**** ПРИВЕДЁННЫЙ ОТРЫВОК ****
В первый же месяц после переворота в Чили была арестована почти треть всех журналистов. Практически все они, независимо от возраста и пола, были подвергнуты пыткам. Большинство из тех, кого вскоре освободили, оказалось внесено в «черные списки» и не могло найти не только работу по специальности, но и вообще какую бы то ни было работу. Число журналистов, погибших в ходе переворота или умерших (убитых) затем в тюрьмах и концлагерях хунты, колеблется от 2705 до 2820 человек (часть из них числится до сих пор «пропавшими без вести»).
После переворота началось массовое бегство журналистов из страны. Только в первое полугодие 1974 г. из Чили в Перу нелегально перешло 86 журналистов, а в первые три месяца 1974 г. из Чили в Боливию легально и нелегально прибыло 55 журналистов. Позже хунта пресекла этот канал бегства, установив на чилийско-перуанской и чилийско-боливийской границах мины-ловушки (окончательно чилийская граница была разминирована только полтора года назад). На этих минах подорвались сотни людей. Удивительно, но эти мины-ловушки совсем не мешали пиночетовской пропаганде систематически клеймить руководство ГДР за возведение Берлинской стены и оборудование межгерманской границы самострелами!
**** ПРИВЕДЁННЫЙ ПЕРЕЧЕНЬ ****
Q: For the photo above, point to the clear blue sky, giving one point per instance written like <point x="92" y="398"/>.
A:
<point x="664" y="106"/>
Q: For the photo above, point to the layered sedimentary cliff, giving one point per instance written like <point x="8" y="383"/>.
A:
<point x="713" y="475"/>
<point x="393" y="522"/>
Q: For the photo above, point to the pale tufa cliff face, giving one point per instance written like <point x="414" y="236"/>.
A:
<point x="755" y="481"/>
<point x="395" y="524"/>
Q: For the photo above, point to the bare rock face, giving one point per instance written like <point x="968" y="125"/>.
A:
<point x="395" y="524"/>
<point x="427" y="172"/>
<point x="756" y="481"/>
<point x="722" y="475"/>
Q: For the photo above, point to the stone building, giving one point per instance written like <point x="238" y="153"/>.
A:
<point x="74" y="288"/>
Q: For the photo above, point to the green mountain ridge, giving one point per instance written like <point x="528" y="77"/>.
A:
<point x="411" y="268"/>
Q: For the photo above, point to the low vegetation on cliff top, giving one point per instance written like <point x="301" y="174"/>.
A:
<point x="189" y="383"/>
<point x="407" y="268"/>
****
• _ЗАДАНИЯ_
1. Выведите отрывок о журналистах в Чили начиная со слов «После переворота началось» и до слов «межгерманской границы самострелами!» включительно.
2. Подсчитайте строки перечня, в которых есть строка «instance», с учётом регистра. В ответе укажите только число.

• _ОТВЕТЫ ПО ПОРЯДКУ_
1.
После переворота началось массовое бегство журналистов из страны. Только в первое полугодие 1974 г. из Чили в Перу нелегально перешло 86 журналистов, а в первые три месяца 1974 г. из Чили в Боливию легально и нелегально прибыло 55 журналистов. Позже хунта пресекла этот канал бегства, установив на чилийско-перуанской и чилийско-боливийской границах мины-ловушки (окончательно чилийская граница была разминирована только полтора года назад). На этих минах подорвались сотни людей. Удивительно, но эти мины-ловушки совсем не мешали пиночетовской пропаганде систематически клеймить руководство ГДР за возведение Берлинской стены и оборудование межгерманской границы самострелами!

2. 7